→ **Material provided**:
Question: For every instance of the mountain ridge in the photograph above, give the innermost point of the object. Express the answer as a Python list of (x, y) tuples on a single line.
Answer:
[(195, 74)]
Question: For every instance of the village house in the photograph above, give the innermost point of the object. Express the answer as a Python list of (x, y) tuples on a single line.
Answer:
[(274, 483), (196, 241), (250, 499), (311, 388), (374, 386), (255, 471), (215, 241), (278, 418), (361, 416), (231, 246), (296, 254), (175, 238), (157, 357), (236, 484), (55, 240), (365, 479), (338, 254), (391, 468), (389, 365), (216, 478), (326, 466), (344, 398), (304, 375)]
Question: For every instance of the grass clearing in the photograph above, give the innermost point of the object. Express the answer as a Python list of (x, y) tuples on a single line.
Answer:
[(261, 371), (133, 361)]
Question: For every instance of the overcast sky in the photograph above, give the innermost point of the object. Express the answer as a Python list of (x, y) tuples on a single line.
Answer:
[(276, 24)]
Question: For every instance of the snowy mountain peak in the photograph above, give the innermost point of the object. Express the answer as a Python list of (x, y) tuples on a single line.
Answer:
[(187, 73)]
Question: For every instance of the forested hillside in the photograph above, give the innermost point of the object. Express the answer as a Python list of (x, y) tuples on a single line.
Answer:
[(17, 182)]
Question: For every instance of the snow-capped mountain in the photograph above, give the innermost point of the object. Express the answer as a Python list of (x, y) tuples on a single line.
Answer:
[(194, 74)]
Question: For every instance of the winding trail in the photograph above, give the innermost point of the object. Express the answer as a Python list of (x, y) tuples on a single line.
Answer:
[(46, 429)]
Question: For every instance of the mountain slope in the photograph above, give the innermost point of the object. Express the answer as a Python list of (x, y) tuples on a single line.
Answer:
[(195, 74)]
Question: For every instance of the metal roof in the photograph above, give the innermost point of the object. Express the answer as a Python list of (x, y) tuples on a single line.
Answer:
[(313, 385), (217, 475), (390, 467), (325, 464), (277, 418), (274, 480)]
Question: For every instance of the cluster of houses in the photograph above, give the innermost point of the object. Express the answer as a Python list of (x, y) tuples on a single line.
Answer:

→ **Required work**:
Write out every entry word for word.

→ **Output of the task**:
Question: For every instance of the mountain ridge in the photograph above, give the innermost point of the object. Express the answer as a Python list of (x, y) tuples on a single line.
Answer:
[(195, 74)]
Question: For every instance of the village house in the photograph above, give the innermost point of the object. Express the answer as a Python list of (x, y) tuples on a single line.
Answer:
[(274, 483), (196, 241), (250, 499), (311, 388), (374, 386), (255, 471), (215, 241), (278, 418), (361, 416), (231, 246), (296, 254), (175, 238), (157, 357), (236, 484), (55, 240), (365, 479), (338, 254), (391, 468), (389, 365), (216, 478), (326, 466), (344, 398), (304, 375)]
Question: For every instance of the grass clearing in the photograph above, give the innermost point of the object. Express the answer as a Python list of (x, y) tuples on a single line.
Answer:
[(261, 371), (133, 361)]
Question: For every instance of the overcast sky in the photograph above, give the innermost point of the object. Express the answer as a Python list of (x, y) tuples on a single line.
Answer:
[(276, 24)]
Question: For every instance of the snowy mountain peak in the photograph above, give the innermost point of the object. Express the answer as a Python list of (x, y) tuples on a single line.
Answer:
[(187, 73)]
Question: For every instance of the forested hillside in the photograph above, give the innermost point of the object. Express the answer as a Python list of (x, y) tuples on a single line.
Answer:
[(17, 182)]
Question: For every instance of the snow-capped mountain in the photograph above, give the innermost point of the object. Express the answer as a Python list of (x, y) tuples on a single line.
Answer:
[(194, 74)]
Question: For every instance of the winding trail in the photograph above, give the innermost point of the object. Express the answer as a Python list of (x, y) tuples on a single line.
Answer:
[(46, 429)]
Question: For every instance of the mountain slope in the photograph above, give the innermost point of the object. Express the answer as a Python list of (x, y) tuples on a single line.
Answer:
[(195, 74)]
Question: For every instance of the metal roof in the photograph above, give the innermost point of the object. Express the answer as a Python list of (x, y) tuples on a single line.
Answer:
[(313, 385), (217, 475), (390, 467), (325, 464), (277, 418), (274, 480)]
Question: For every instance of the cluster of houses in the photograph above, give the innermost point of the object. Express the answer as a Python list of (x, y) tuples on a single line.
Answer:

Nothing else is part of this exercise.